The response must contain every line of the records that follow, duplicated exactly.

*** EXTRACTED MATERIAL Section Begins ***

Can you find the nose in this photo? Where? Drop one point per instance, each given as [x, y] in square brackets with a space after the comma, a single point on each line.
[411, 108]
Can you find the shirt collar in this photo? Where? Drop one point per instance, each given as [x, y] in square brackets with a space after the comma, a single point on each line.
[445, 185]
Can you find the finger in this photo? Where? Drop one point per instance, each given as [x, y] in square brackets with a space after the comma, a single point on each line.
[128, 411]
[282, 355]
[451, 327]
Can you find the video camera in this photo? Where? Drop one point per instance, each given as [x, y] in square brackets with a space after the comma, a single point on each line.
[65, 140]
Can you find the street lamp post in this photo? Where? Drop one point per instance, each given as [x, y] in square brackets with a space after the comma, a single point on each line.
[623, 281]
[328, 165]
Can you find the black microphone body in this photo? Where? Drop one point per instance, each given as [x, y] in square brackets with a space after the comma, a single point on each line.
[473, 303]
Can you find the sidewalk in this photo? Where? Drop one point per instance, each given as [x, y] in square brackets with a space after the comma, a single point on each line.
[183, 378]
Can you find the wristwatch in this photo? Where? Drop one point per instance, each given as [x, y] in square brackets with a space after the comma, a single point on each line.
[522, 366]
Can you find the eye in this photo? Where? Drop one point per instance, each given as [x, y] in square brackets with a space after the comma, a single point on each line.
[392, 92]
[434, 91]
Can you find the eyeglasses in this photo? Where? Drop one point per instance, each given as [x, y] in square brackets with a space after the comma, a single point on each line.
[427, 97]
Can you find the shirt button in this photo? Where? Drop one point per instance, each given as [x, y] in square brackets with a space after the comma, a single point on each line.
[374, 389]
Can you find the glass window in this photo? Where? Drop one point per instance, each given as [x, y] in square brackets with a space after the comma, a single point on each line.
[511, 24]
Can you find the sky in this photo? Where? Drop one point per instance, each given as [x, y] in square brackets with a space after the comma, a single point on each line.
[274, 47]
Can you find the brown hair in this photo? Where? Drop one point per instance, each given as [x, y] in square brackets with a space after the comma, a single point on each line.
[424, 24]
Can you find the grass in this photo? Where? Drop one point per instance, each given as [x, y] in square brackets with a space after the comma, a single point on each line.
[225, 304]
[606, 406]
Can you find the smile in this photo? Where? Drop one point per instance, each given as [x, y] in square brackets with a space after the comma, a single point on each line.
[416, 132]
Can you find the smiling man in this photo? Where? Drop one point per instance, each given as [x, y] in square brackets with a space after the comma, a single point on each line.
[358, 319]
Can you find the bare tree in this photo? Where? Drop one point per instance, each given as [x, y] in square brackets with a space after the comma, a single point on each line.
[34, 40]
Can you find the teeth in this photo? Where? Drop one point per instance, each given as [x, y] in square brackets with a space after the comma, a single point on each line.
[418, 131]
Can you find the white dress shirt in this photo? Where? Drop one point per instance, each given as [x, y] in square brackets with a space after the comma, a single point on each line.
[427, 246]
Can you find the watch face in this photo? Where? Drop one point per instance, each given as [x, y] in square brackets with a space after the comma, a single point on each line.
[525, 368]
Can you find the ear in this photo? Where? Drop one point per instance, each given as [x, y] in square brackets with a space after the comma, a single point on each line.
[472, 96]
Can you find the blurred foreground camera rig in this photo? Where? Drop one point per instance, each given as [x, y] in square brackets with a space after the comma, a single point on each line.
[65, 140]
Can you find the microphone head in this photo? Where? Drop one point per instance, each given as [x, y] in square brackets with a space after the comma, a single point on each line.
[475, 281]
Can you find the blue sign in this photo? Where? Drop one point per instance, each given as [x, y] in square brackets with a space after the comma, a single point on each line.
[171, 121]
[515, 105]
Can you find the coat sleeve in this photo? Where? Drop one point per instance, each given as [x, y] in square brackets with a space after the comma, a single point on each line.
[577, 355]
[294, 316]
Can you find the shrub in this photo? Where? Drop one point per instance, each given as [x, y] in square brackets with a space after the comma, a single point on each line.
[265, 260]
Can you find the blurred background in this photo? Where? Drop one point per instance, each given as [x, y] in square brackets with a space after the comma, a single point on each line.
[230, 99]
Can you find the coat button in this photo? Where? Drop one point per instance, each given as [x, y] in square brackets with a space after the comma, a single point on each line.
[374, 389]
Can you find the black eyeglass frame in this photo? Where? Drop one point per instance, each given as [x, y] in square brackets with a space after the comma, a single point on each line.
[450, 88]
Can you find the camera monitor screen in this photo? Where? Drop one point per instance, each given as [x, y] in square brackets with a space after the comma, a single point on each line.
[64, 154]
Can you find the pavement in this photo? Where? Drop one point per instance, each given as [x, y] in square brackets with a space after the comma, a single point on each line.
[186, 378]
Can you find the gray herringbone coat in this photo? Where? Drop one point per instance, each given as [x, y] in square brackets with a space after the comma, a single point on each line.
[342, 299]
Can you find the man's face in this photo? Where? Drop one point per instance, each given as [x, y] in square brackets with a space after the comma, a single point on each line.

*** EXTRACTED MATERIAL Section Ends ***

§ **SOLUTION TO THIS EXERCISE**:
Can you find the nose in this photo? Where? Drop one point per instance, each given as [x, y] in square brackets with a space after the comma, a single point on each line.
[411, 108]
Can you find the shirt collar in this photo? Where? Drop one point per instance, each given as [x, y] in square brackets with a space after the comma, a single point on each line.
[445, 185]
Can you find the finger in this photo? Where? Drop one point per instance, each given as [x, y] in square brackets with a space after the comma, a single point on each line.
[128, 411]
[282, 355]
[451, 327]
Can you find the video camera in this photo? Where? Drop one point per instance, each given as [x, y] in square brackets with a space after the comma, a single point on each line.
[65, 140]
Can you find the street lamp post in this photo? Where? Drop one point per instance, each given as [x, y] in square brackets with a space after the comma, a single point on each line.
[623, 281]
[328, 165]
Can you find the black microphone body in this photo? Where? Drop one point per instance, each given as [x, y] in square brackets with a space after the comma, a single point on each line.
[473, 303]
Can you find the sidewalk in this photo? Where? Drop one point per instance, each given as [x, y] in square brackets with a space after the comma, a single point on each line.
[183, 378]
Can you find the wristwatch in this photo? Where? Drop one point per instance, each given as [x, y] in square brackets with a space after the comma, a single point on each line.
[522, 366]
Can you find the eye in this photo? Where? Drop one point per instance, each given as [x, y] in square brackets with a space after the comma, a single point on each line.
[392, 92]
[434, 91]
Can you find the eyeglasses in this photo? Where? Drop one point per instance, each given as [x, y] in square brackets with a space after the comma, a single point on each line.
[427, 97]
Can you find the shirt button in this photo? Where? Drop one point per instance, each given as [x, y] in square brackets with a space after the comma, a single point on each line.
[374, 389]
Can you find the glass window in this photo? Where? Drop one point per instance, each given as [x, y] in square brackets with a space after the comma, a single point on each line.
[511, 24]
Can you find the sky in this photo? Where? Drop one point per instance, each given as [x, y] in square brackets with a space after the comma, a single point on each line.
[274, 47]
Can you find the brown hair in this photo? Where? Drop one point per instance, each given as [x, y] in square brackets with a space after the comma, a single point on each line.
[424, 24]
Can you find the grass in this photo? Where? Drop one point per instance, each given as [x, y] in square brackets with a space after the comma, a single point on each line.
[225, 304]
[606, 406]
Can you find the smile in this photo? Where? Drop one point per instance, each given as [x, y] in square brackets with a space after the comma, a single point on each line.
[416, 132]
Can you find the smiling man in this photo? Where? Drop one point per instance, each given as [x, y] in square brackets with a space after the comma, a single point on each line.
[358, 319]
Can you find the bare tree in this photo? Where? Drop one point per instance, each given as [x, y] in square brackets with a space after the comma, a single point on each line.
[34, 40]
Can you find the teeth in this photo? Where? Drop one point per instance, each given as [x, y] in square brackets with a space after the comma, a single point on each line.
[418, 131]
Can you find the white dress shirt in this photo? Where? Drop one point per instance, each given as [x, y] in square brackets with a space after the comma, a single point on each line.
[427, 246]
Can you find the watch face in this photo? Where? Drop one point per instance, each given as [x, y] in square brackets with a space after the comma, a single point on each line.
[525, 368]
Can you find the ear in this photo? Where? Drop one point per instance, each given as [x, y] in square brackets with a space after the comma, a single point on each line.
[472, 96]
Can you find the blurred foreground camera rig in this photo? Where? Drop one point per instance, each given as [x, y] in square brackets with a space after the comma, a single point on each line.
[65, 140]
Can you find the microphone head in this photo? Where? Drop one point per instance, each given as [x, y] in square brackets with a space after the comma, a single point on each line.
[475, 281]
Can you find the blue sign in this photo? Where? Drop one point per instance, each given as [x, y] in square brackets with a space after the comma, a single point on each line.
[171, 121]
[515, 105]
Can you find the coat sleeve in this photo? Where? Drop one point per instance, each given as [x, y] in square brackets with a space after the comma, a single point on each line.
[577, 355]
[294, 316]
Can you find the shrub in this photo? Where? Drop one point per instance, each given as [x, y] in square brackets with a space after the comma, a single point on each line.
[265, 260]
Can you find the blurred background in this photo? Where? Drop one point per instance, each given as [x, y] in square brackets with a space after the comma, a single point on each line.
[230, 99]
Can you find the coat button in this photo? Where? Drop one point per instance, each given as [x, y] in square brackets with a space after the comma, a single point on each line.
[374, 389]
Can you find the black eyeglass frame in this photo? Where? Drop one point per instance, each given as [x, y] in square brackets with a space after the comma, a single point on each line.
[450, 88]
Can you find the camera monitor screen in this photo? Where? Drop one point per instance, each given as [x, y] in square brackets with a space after the comma, a single point on each line.
[64, 154]
Can you find the pavement in this photo? Where? Drop one point per instance, each given as [x, y] in square brackets with a space after the comma, a single point on each line.
[186, 378]
Can you find the gray herringbone coat in this photo? Where? Drop one point per instance, each given as [x, y] in square brackets with a space after the comma, a single point on each line.
[342, 299]
Can you find the man's face in this photo? Where? Drop one point per instance, each given as [x, y] in square brackets with a space after the comma, a single point on each line.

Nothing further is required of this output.